Please copy out the items starting at the line containing "Identify the kitchen" and ending at the line containing "11, 188, 31, 275" (both lines included), requests and all, shifting every answer coordinate by adding 26 while leaving the sample coordinates in the requests unchanged. Give only those lines.

Begin INPUT FOR THIS TASK

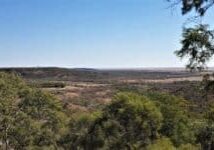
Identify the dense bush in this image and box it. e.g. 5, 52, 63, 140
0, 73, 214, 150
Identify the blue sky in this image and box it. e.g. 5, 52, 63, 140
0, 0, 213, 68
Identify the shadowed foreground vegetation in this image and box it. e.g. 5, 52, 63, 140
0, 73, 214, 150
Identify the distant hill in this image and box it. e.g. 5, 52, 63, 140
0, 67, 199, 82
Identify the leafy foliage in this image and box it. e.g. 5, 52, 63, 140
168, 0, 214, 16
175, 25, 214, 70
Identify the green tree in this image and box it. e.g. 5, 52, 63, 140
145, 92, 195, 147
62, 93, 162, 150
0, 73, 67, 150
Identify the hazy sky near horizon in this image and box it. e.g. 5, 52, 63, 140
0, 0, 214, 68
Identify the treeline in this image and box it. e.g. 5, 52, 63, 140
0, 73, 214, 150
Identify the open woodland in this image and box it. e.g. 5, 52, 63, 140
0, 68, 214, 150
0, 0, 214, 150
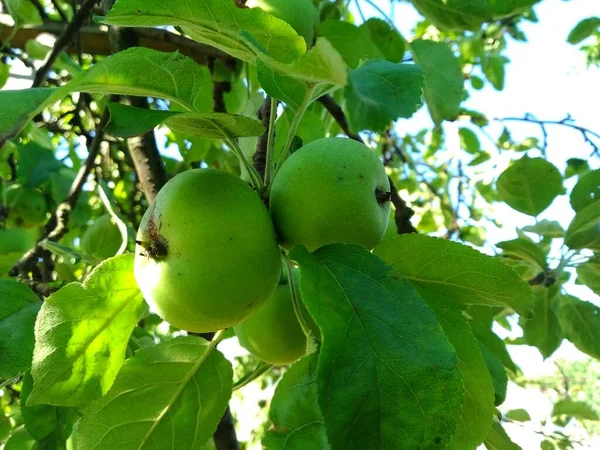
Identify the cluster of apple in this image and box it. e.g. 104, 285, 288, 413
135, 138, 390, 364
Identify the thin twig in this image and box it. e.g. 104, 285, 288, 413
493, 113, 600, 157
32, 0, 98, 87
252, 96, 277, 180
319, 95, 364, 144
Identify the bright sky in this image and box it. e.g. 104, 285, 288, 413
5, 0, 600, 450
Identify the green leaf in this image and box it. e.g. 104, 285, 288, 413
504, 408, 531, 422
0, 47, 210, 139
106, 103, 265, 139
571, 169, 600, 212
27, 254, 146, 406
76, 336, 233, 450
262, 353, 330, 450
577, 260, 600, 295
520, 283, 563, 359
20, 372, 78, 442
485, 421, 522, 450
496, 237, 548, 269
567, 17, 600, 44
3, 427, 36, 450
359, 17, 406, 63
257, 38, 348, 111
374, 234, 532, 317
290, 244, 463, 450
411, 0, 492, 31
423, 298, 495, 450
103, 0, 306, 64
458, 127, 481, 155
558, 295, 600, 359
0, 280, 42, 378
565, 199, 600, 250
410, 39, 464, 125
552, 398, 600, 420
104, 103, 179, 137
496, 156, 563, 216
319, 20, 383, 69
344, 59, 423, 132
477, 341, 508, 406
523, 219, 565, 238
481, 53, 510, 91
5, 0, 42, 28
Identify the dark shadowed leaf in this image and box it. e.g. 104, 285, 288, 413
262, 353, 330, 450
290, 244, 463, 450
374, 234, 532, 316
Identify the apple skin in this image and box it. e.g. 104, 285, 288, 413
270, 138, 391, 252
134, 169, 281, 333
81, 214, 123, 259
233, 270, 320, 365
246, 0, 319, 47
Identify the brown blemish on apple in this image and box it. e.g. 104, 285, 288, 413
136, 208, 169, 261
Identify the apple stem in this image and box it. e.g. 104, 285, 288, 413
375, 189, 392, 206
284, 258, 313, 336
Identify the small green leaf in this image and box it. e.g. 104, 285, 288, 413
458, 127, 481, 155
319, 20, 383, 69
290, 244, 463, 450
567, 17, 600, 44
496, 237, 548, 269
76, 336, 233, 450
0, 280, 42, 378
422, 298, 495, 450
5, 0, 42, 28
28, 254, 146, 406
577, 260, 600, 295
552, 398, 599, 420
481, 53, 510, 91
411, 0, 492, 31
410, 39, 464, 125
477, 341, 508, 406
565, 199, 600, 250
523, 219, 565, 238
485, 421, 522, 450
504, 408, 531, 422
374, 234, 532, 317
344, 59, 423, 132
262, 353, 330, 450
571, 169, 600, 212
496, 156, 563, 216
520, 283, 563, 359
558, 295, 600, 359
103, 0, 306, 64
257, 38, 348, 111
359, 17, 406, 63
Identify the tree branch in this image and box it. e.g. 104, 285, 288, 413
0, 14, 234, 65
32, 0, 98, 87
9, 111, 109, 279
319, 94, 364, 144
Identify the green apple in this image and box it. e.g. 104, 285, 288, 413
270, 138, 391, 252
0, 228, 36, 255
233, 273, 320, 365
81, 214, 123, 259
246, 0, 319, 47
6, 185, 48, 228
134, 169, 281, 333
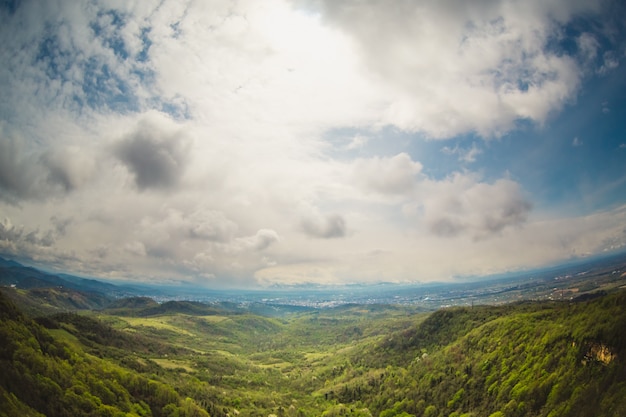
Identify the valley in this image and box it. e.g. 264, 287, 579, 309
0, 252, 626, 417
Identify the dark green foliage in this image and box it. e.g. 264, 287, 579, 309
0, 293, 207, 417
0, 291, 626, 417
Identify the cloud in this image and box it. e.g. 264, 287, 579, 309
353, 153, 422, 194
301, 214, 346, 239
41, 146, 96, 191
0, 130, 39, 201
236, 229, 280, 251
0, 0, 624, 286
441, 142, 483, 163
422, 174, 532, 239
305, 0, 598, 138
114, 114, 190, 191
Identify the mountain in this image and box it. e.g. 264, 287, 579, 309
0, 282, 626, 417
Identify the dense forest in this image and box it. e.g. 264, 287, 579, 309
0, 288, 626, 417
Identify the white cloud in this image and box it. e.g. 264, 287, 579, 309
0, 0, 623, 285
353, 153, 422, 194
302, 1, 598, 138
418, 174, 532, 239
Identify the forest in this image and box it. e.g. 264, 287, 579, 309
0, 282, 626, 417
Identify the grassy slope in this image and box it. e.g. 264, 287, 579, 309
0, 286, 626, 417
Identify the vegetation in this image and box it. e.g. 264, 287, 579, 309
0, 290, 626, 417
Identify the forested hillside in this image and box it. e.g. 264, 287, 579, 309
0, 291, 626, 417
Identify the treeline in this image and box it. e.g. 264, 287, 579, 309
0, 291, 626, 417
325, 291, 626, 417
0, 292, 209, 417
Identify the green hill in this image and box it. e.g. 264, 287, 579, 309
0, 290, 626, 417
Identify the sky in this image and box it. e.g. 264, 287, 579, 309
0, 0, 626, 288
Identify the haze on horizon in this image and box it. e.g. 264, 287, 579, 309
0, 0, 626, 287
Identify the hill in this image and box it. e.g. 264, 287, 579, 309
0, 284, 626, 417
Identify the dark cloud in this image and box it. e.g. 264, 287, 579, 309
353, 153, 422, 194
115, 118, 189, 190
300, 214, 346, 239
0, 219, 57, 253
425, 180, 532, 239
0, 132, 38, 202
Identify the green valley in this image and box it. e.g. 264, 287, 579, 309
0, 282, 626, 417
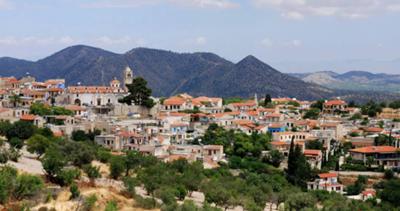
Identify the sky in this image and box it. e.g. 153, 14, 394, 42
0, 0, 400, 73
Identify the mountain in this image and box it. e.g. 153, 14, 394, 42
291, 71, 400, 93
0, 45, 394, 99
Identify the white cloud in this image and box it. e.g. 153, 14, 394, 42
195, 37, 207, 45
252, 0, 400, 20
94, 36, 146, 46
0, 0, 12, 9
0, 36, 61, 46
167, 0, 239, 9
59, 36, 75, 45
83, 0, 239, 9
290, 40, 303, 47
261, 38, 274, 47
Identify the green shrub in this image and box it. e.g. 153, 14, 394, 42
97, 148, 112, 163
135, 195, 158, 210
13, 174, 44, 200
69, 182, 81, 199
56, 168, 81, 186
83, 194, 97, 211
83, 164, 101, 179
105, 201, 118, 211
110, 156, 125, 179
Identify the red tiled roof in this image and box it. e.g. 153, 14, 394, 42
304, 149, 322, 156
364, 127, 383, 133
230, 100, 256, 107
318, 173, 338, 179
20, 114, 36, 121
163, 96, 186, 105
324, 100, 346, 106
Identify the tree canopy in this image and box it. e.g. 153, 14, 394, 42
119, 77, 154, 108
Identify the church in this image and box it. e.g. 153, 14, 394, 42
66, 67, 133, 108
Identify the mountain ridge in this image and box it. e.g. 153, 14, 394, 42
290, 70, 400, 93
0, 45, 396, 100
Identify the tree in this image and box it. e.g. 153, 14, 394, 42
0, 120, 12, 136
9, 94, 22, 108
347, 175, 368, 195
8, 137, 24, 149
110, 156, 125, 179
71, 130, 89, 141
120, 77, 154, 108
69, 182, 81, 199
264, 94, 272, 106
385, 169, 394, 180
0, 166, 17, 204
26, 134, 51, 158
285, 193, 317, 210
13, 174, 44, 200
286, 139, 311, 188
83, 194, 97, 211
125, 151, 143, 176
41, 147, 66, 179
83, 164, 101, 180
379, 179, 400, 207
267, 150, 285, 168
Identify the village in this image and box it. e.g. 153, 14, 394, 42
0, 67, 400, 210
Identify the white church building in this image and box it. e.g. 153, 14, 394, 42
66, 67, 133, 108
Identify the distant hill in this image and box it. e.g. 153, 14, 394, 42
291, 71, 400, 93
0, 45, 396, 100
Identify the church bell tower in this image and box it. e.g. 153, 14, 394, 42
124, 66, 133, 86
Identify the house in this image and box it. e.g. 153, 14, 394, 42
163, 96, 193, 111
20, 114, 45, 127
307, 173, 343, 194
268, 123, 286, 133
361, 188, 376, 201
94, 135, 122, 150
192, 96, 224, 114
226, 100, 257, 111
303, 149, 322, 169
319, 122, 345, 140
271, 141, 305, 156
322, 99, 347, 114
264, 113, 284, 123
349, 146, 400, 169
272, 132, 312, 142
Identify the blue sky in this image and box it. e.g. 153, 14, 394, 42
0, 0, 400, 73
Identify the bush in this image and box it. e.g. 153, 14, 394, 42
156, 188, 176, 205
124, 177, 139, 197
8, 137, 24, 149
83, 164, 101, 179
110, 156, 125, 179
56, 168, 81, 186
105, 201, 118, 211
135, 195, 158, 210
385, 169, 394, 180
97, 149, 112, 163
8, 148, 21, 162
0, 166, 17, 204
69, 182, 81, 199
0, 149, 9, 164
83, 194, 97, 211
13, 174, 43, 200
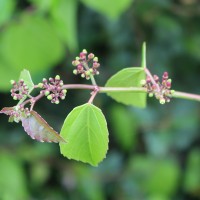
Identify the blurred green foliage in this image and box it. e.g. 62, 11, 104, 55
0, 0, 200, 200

End INPUT FOR THIS TASK
Begin INPUT FOR THIS TASK

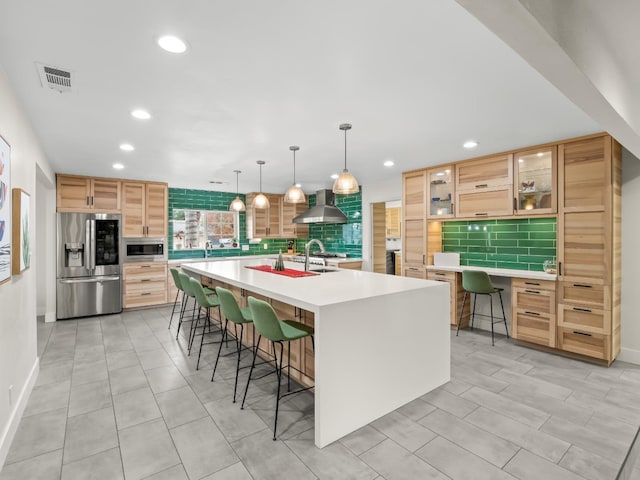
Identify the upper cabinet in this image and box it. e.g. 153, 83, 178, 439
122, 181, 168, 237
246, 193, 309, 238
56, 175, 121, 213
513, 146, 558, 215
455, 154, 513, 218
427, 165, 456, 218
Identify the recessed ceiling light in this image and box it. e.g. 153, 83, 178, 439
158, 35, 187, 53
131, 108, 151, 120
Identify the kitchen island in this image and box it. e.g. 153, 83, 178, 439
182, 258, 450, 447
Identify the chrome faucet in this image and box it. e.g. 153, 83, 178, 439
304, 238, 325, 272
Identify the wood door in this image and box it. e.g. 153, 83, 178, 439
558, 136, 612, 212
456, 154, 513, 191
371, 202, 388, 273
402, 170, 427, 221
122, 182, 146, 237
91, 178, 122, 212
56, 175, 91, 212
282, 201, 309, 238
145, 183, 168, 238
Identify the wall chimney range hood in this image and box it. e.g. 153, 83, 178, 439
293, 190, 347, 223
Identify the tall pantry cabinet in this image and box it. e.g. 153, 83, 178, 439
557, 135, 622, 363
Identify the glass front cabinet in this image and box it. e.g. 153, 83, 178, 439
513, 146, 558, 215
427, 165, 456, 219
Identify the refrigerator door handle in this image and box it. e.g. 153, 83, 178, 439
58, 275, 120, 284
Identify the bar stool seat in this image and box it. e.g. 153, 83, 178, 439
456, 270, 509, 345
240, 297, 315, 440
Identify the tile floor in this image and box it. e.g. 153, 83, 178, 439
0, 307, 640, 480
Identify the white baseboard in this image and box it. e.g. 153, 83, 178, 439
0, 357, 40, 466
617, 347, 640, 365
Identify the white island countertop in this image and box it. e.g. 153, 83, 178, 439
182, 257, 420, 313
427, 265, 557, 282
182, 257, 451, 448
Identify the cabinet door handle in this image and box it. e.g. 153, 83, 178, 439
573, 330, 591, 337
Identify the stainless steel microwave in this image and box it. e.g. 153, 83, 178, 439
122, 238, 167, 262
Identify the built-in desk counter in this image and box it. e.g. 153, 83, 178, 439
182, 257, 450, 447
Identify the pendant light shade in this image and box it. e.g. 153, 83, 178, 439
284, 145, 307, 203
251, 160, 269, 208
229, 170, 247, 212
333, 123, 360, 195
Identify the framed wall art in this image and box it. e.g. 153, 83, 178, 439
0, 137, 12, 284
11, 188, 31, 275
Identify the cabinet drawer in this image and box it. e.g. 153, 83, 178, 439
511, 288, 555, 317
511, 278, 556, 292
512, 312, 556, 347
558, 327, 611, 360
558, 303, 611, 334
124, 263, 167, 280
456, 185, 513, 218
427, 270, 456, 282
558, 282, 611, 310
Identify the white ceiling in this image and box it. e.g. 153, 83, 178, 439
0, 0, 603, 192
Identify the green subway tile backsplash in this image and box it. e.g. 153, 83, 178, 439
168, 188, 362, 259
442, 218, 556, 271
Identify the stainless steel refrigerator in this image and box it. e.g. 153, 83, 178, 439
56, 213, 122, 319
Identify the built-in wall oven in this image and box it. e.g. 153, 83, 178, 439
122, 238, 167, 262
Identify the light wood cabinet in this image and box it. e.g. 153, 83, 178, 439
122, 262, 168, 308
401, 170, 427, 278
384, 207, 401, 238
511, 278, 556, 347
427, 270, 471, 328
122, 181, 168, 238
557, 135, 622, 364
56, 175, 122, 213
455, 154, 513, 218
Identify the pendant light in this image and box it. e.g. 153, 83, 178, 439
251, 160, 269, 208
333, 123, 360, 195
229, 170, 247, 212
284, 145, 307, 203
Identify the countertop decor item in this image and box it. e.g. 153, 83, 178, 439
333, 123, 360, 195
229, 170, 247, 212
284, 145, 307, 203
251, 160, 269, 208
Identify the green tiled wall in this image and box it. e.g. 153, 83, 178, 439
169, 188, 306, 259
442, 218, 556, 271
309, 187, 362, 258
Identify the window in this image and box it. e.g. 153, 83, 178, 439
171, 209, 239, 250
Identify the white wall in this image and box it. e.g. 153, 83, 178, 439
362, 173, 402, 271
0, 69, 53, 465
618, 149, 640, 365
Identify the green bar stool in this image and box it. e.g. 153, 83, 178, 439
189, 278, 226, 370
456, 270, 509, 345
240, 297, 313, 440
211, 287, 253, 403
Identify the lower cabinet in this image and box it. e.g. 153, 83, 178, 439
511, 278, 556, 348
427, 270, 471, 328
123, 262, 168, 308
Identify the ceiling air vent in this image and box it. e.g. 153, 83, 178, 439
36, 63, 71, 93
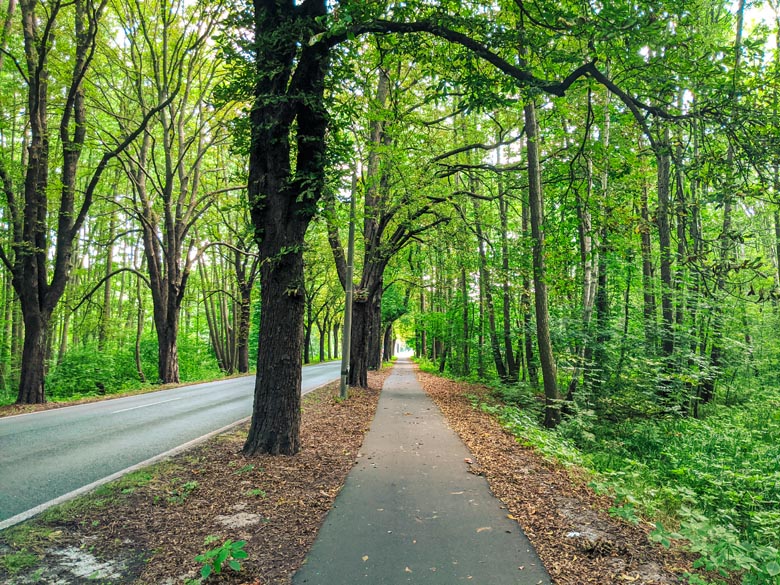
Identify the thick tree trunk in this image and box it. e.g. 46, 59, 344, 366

End INPUT FOR THIS TASK

> **OUTPUT OF THE EXERCISE**
Identify the kitchen island in this image and box it. e.g. 153, 83, 178, 439
208, 284, 476, 473
Identify the chrome faucet in this image and box it. e.g. 153, 83, 178, 439
330, 264, 351, 298
Identify the wood door in this image and box it. e.g. 153, 83, 178, 439
584, 162, 638, 238
482, 180, 539, 217
397, 228, 414, 299
428, 196, 453, 247
148, 208, 172, 263
117, 204, 148, 238
82, 201, 117, 238
308, 227, 335, 264
171, 209, 194, 264
Identify the wall chimney range hood in this image and box it. e.g. 153, 83, 178, 439
319, 216, 373, 249
Identify the tall pantry cabinet in this image and box it. e.g. 153, 83, 178, 439
583, 161, 648, 389
Identify the glass front cabinet in this image and box it. e.g. 153, 83, 178, 439
539, 172, 584, 241
453, 191, 482, 245
Identify the refrigerator door handle in this image and box it. e.g. 153, 83, 178, 439
84, 301, 146, 310
Identify the bar stool seat in this image and box it. e.g. 153, 83, 178, 439
482, 296, 535, 371
266, 323, 341, 466
Identify the tile floor in this image and box it. e.g. 153, 83, 178, 439
26, 333, 666, 506
Identify the white baseboard in this image and box it. e.g. 153, 83, 178, 439
26, 383, 66, 492
643, 373, 666, 391
Identify the white island countertop in this image and box it. e.g. 153, 83, 178, 439
208, 283, 446, 339
453, 291, 583, 308
208, 283, 477, 474
Identify the cabinet door handle in this image and box it. e.g. 153, 83, 178, 439
599, 356, 617, 363
Identify the stainless steel microwave in this image and box it. e.g. 153, 83, 178, 439
148, 264, 193, 288
Identify the built-in desk counter in this image and box it. e.g. 153, 83, 178, 439
208, 283, 476, 473
Identify the pendant light shade in this image and box it. e.g. 153, 83, 178, 439
310, 171, 333, 229
277, 186, 295, 234
255, 196, 273, 238
359, 149, 386, 221
Identify the framed wall art in this image and box it. e.g. 153, 83, 178, 439
26, 163, 38, 310
37, 214, 57, 301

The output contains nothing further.